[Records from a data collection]
start

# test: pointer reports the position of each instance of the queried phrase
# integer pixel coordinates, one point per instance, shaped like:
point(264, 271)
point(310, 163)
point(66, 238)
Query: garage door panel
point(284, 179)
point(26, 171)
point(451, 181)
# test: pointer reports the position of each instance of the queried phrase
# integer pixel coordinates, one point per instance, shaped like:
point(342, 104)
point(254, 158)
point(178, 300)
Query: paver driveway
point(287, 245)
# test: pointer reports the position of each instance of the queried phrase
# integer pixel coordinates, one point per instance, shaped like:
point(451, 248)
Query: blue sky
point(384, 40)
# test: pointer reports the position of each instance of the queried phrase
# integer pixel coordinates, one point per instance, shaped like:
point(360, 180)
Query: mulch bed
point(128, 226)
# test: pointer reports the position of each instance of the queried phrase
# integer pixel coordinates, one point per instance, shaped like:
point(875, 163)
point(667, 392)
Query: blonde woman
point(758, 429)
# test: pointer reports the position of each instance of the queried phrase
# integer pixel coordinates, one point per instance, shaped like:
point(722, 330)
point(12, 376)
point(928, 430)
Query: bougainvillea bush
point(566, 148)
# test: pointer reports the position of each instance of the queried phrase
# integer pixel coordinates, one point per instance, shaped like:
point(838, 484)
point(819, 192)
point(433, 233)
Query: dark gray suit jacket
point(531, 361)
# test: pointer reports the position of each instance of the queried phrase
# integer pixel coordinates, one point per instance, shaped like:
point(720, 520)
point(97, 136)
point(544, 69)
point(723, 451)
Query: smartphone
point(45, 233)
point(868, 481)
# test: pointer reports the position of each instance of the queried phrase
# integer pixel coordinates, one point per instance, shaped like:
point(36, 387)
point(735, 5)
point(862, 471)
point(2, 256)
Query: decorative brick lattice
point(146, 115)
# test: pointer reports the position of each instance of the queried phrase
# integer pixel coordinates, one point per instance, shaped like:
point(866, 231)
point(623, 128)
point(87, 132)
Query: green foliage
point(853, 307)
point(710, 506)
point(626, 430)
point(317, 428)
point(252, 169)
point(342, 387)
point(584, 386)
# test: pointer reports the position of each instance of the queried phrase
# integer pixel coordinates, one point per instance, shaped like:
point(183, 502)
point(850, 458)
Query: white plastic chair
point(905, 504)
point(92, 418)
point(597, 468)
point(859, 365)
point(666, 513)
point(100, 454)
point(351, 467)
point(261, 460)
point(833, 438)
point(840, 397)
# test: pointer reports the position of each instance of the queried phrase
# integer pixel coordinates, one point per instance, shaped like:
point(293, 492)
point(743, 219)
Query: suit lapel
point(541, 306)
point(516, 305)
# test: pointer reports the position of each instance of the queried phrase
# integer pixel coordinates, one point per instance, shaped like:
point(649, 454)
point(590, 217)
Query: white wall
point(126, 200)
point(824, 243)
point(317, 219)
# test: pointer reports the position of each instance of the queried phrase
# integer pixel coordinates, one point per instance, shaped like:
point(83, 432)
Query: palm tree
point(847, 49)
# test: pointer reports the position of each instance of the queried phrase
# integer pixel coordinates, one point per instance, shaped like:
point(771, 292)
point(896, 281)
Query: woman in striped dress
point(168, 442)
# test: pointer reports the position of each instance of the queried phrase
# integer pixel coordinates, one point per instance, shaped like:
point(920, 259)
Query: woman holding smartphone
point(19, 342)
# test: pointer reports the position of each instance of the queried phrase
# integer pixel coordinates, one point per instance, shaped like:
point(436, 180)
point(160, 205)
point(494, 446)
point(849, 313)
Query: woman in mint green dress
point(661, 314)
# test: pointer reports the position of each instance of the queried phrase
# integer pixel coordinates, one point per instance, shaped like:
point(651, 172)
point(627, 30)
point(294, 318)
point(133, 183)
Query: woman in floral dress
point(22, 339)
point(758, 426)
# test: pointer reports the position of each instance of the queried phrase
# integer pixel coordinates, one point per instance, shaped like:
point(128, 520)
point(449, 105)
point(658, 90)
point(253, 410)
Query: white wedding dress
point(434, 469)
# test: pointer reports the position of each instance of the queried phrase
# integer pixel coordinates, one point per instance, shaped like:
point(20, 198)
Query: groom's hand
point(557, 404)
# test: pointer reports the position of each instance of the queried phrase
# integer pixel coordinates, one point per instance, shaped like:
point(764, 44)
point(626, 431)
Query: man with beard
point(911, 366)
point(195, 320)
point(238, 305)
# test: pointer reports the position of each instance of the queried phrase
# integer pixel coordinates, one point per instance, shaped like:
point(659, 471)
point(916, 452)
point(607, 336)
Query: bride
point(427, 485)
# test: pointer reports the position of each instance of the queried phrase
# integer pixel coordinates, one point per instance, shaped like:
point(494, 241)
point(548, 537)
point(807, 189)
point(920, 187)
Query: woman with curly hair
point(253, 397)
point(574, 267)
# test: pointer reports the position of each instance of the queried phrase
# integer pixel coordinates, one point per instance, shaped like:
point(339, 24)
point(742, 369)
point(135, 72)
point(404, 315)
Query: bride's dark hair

end

● INSTRUCTIONS FOR THE TASK:
Copy all of the records above line for line, keeping every character unchanged.

● ANSWER TO THIS EXERCISE:
# test: pointer reports the position of each instance of the queried phrase
# integer pixel coordinates, one point per instance, shaped like:
point(264, 271)
point(310, 163)
point(66, 238)
Query: garage door panel
point(284, 179)
point(26, 171)
point(451, 181)
# test: pointer reports the position of each instance of the queried phrase
# integer pixel coordinates, one point per instance, shaped like:
point(342, 104)
point(254, 158)
point(178, 300)
Query: paver driveway
point(287, 245)
# test: pointer reports the position of each instance of the queried phrase
# integer pixel coordinates, one point per instance, shaped like:
point(451, 248)
Query: blue sky
point(384, 40)
# test: pointer reports the position of each instance of the queried phrase
# integer pixel coordinates, one point per instance, shaped like:
point(360, 180)
Query: mulch bed
point(128, 226)
# test: pointer reports the position of each instance of the queried phrase
# integer pixel coordinates, one point per instance, shaped like:
point(875, 163)
point(667, 392)
Query: blonde woman
point(758, 429)
# test: pointer reports the position of each instance of the queried phrase
# integer pixel coordinates, one point per instance, shaped like:
point(722, 330)
point(12, 376)
point(928, 430)
Query: bougainvillea bush
point(566, 148)
# test: pointer reports the position of each instance of the queried phrase
# integer pixel coordinates, one point per instance, shaped like:
point(838, 484)
point(819, 192)
point(433, 233)
Query: dark gray suit jacket
point(531, 361)
# test: pointer reports the position of each instance of the queried phrase
# integer pixel coordinates, one point per instance, shaped like:
point(720, 520)
point(97, 136)
point(544, 69)
point(723, 451)
Query: smartphone
point(45, 233)
point(868, 481)
# test: pointer reports the position of each instance of the queried phrase
# integer pixel coordinates, one point per instance, shaped like:
point(36, 387)
point(735, 5)
point(862, 471)
point(2, 256)
Query: decorative brick lattice
point(146, 115)
# test: pointer reports the position of each instance of the queried phrase
# integer pixel coordinates, one point per instance, shaped like:
point(866, 231)
point(623, 128)
point(87, 132)
Query: green foliage
point(853, 307)
point(710, 506)
point(626, 430)
point(317, 428)
point(252, 169)
point(342, 387)
point(584, 386)
# test: pointer reports the position of each instance of the queried phrase
# integer pixel coordinates, one point per instance, shaped like:
point(183, 502)
point(850, 458)
Query: white plastic chair
point(905, 504)
point(92, 418)
point(597, 468)
point(859, 365)
point(666, 513)
point(100, 454)
point(351, 467)
point(261, 460)
point(833, 438)
point(840, 397)
# test: pointer reports the position of each instance of the queried phrase
# integer pixel coordinates, one point per instance, shaped like:
point(293, 492)
point(743, 219)
Query: suit lapel
point(541, 306)
point(516, 305)
# test: pointer reports the position of each instance of the queried phrase
# integer pixel coordinates, one point per instance, shaped like:
point(649, 454)
point(590, 217)
Query: white wall
point(126, 200)
point(824, 243)
point(317, 219)
# test: pointer reports the position of each instance of the queried phrase
# integer pixel coordinates, one point per instance, shaped like:
point(83, 432)
Query: palm tree
point(847, 49)
# test: pointer reports the position of each instance of the queried phrase
# integer pixel coordinates, one point per instance, shaped like:
point(771, 292)
point(896, 281)
Query: woman in striped dress
point(168, 442)
# test: pointer reports the position of each instance of the queried phrase
# integer pixel coordinates, one point per instance, shaped like:
point(920, 259)
Query: woman holding smartphone
point(19, 342)
# test: pointer reports the position of each instance of the queried phrase
# integer pixel coordinates, one point per instance, shaped like:
point(436, 180)
point(160, 205)
point(494, 446)
point(849, 313)
Query: woman in mint green dress
point(661, 314)
# test: pointer reports the position of each instance of the queried phrase
# integer pixel coordinates, one point per instance, shaped like:
point(651, 172)
point(627, 30)
point(294, 318)
point(133, 183)
Query: woman in floral dress
point(22, 339)
point(758, 426)
# test: pointer reports the position of each instance of the queried phrase
# integer pixel coordinates, one point per instance, shaped like:
point(128, 520)
point(449, 105)
point(658, 90)
point(253, 410)
Query: white wedding dress
point(434, 469)
# test: pointer reports the position of each instance of the queried phrase
# integer pixel coordinates, one point per instance, shaped like:
point(20, 198)
Query: groom's hand
point(557, 404)
# test: pointer reports the position of each instance of the queried phrase
# integer pixel coordinates, one point per instance, shaped like:
point(764, 44)
point(626, 431)
Query: man with beard
point(911, 366)
point(195, 320)
point(238, 305)
# test: pointer reports the position of each instance of the queried phrase
# integer pixel coordinates, one point per instance, shaped like:
point(659, 471)
point(916, 452)
point(607, 336)
Query: bride
point(427, 485)
# test: pointer reports the position of each instance of the queried phrase
# integer pixel coordinates, one point per instance, shaped like:
point(494, 241)
point(548, 537)
point(807, 189)
point(920, 187)
Query: woman with curly hair
point(253, 397)
point(574, 267)
# test: pointer reports the position of each instance of the queried phrase
# integer pixel coordinates, one point per instance, shaped like:
point(339, 24)
point(742, 369)
point(135, 72)
point(404, 315)
Query: bride's dark hair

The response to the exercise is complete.